**CONSIGNES**:
**a)** Dans l'extrait ci-dessous sur l'Europe et la nation, relevez tous les noms de lieux (pays, continents ou régions du monde).
**b)** Reproduisez le passage de l'extrait ci-dessous sur l'Europe et la nation, à partir de « Cette question en » jusqu'à « ou au Japon. » inclus.

**EXTRAIT DU DOCUMENT**:

Cette question en induit une autre. Hors d’Amérique
latine, où construire de telles alliances ? En Europe, et tout particulièrement
en France, les notions d’Etat et de nation sont diabolisées par
les « élites » économiques, financières et
médiatiques, chez les classes moyennes supérieures et chez une
partie des directions des partis politiques et des mouvements se réclamant
de l’altermondialisme, toutes engagés dans une fuite en avant «
européiste ». Ces directions, par crainte panique du vide ou d’un
prétendu « repli national » que nul ne propose, se cramponnent
à l’Europe réellement existante alors que l’expérience
montre qu' elle ne peut que produire des solutions néolibérales.
Cette hantise du national n’existe pas dans les pays du Sud, aux Etats-Unis
ou au Japon.

**INFORMATIONS AFFICHÉES**:

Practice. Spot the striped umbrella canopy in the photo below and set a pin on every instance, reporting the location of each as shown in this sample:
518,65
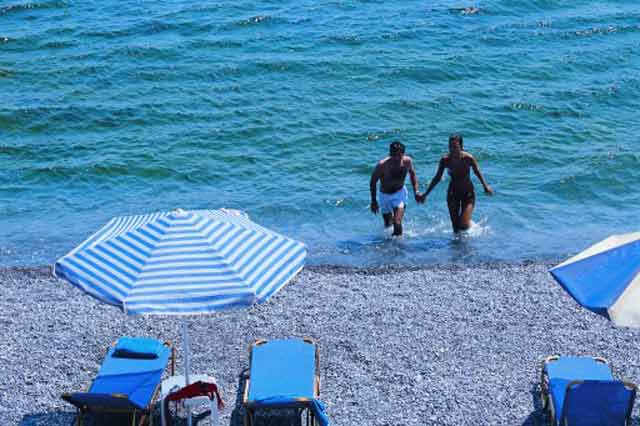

**RÉSULTATS**:
**a)** Amérique latine, Europe, France, pays du Sud, Etats-Unis, Japon

**b)**
Cette question en induit une autre. Hors d’Amérique
latine, où construire de telles alliances ? En Europe, et tout particulièrement
en France, les notions d’Etat et de nation sont diabolisées par
les « élites » économiques, financières et
médiatiques, chez les classes moyennes supérieures et chez une
partie des directions des partis politiques et des mouvements se réclamant
de l’altermondialisme, toutes engagés dans une fuite en avant «
européiste ». Ces directions, par crainte panique du vide ou d’un
prétendu « repli national » que nul ne propose, se cramponnent
à l’Europe réellement existante alors que l’expérience
montre qu' elle ne peut que produire des solutions néolibérales.
Cette hantise du national n’existe pas dans les pays du Sud, aux Etats-Unis
ou au Japon.